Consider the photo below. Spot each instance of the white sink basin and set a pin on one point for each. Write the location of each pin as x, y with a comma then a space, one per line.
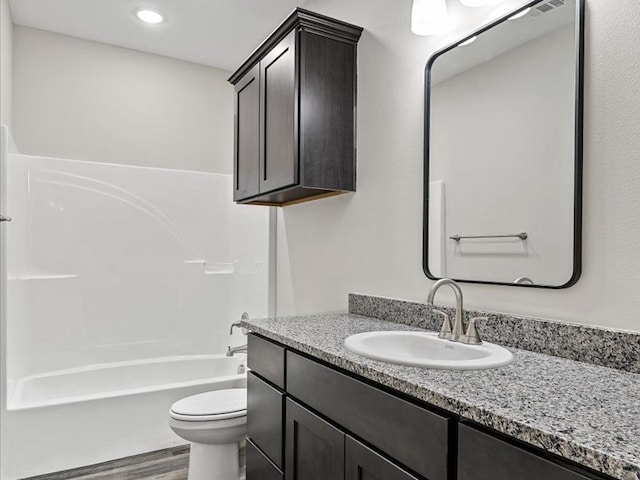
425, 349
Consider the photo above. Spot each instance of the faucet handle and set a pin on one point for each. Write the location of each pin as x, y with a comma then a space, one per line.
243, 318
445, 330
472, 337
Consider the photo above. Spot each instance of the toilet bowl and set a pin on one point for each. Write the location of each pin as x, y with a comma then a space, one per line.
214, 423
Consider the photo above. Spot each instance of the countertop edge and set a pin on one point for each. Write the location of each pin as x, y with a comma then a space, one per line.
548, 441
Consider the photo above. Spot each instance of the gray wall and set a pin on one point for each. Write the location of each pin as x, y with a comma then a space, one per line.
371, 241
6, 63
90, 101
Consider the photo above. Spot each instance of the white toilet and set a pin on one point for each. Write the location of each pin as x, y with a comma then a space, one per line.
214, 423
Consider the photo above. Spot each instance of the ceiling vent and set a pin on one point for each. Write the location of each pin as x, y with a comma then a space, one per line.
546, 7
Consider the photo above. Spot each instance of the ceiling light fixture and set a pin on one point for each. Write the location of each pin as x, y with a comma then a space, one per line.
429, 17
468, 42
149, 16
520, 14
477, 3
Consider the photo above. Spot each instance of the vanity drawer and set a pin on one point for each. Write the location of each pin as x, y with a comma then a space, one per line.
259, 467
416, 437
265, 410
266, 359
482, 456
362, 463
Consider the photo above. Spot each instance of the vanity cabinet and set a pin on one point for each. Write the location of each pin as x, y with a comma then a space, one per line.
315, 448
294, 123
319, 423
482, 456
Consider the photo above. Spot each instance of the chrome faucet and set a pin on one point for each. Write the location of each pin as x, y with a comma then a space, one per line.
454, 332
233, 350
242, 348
────────
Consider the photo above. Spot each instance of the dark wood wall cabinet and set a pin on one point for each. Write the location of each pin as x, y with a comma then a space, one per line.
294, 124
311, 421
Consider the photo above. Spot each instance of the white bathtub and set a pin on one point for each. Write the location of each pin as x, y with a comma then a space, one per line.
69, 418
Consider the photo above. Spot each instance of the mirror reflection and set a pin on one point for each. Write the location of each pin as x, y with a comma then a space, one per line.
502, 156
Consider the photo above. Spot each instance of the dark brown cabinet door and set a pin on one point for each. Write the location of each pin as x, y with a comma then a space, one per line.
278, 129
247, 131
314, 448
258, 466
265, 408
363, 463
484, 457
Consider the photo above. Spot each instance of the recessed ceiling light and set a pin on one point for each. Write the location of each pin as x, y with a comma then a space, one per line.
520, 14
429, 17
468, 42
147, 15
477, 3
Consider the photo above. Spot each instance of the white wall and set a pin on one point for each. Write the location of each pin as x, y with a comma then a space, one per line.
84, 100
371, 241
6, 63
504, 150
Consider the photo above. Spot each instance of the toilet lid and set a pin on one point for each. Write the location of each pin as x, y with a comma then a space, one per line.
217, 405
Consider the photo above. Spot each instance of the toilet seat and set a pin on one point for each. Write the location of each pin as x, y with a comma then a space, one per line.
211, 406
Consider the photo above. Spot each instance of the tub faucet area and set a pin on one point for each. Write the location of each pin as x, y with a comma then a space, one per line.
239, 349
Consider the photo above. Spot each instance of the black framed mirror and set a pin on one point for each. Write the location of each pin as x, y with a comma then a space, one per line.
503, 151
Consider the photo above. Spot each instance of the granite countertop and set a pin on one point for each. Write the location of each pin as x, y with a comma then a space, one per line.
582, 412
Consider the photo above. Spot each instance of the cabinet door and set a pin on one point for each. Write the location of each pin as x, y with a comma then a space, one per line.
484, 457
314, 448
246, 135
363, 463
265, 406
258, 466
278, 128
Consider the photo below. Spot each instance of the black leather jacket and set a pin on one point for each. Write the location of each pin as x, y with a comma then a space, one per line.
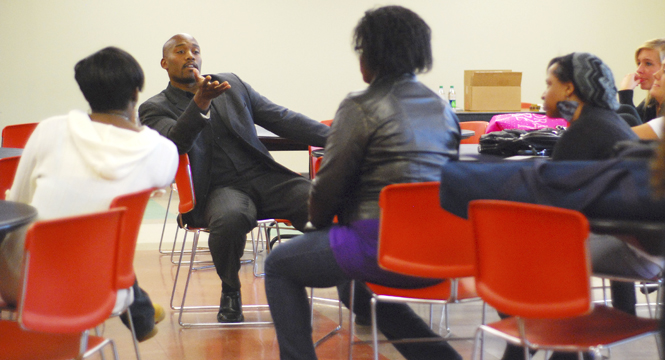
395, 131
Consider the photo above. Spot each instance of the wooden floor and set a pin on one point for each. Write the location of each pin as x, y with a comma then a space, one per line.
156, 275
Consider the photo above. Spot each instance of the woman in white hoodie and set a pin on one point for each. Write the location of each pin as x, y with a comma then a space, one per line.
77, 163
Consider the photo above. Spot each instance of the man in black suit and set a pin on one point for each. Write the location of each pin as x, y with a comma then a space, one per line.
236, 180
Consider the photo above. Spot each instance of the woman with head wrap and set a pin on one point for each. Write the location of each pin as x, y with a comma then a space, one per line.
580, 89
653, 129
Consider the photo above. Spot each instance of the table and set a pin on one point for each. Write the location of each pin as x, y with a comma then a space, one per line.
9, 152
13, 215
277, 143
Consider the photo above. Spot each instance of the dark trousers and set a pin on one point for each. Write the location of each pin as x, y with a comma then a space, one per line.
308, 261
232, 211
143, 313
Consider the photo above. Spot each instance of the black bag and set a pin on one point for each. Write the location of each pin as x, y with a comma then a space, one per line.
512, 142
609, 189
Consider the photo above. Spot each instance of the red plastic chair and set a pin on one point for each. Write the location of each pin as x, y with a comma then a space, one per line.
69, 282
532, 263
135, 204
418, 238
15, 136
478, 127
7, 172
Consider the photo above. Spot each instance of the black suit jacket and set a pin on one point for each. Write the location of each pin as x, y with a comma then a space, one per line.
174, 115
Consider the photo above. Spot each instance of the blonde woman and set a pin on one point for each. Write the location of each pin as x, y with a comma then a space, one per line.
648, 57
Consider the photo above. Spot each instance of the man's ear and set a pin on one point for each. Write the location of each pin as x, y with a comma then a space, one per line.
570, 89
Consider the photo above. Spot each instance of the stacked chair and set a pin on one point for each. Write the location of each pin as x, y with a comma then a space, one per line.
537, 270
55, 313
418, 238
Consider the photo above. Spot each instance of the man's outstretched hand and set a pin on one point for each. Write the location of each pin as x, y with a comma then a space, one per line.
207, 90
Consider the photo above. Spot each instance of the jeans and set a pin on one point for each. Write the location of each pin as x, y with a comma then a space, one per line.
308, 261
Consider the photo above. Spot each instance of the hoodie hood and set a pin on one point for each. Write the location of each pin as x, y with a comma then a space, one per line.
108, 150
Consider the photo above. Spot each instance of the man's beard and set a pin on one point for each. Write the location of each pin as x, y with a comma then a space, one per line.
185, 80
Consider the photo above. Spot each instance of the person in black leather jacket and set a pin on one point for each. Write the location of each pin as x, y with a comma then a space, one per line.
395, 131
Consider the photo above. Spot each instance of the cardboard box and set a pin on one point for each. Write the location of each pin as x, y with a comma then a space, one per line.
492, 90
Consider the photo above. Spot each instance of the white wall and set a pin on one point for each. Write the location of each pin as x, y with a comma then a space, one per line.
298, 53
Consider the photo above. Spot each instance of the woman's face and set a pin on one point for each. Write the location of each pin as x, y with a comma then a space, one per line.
────────
WRITTEN PROBLEM:
From the material above, pull out every line that contains the string "mirror", treating uppercase and lowercase letters as different.

COMPLETED TASK:
Consider the photo above. Spot each instance of the mirror reflection and set a pin on one point for each. Write the location of each pin as x, y with a comma then a space, one per line.
Consider the photo above. Spot each instance of the black framed mirror and set a pin on one point for each. Write the location of each pin as x, y with a comma then a space, one per line.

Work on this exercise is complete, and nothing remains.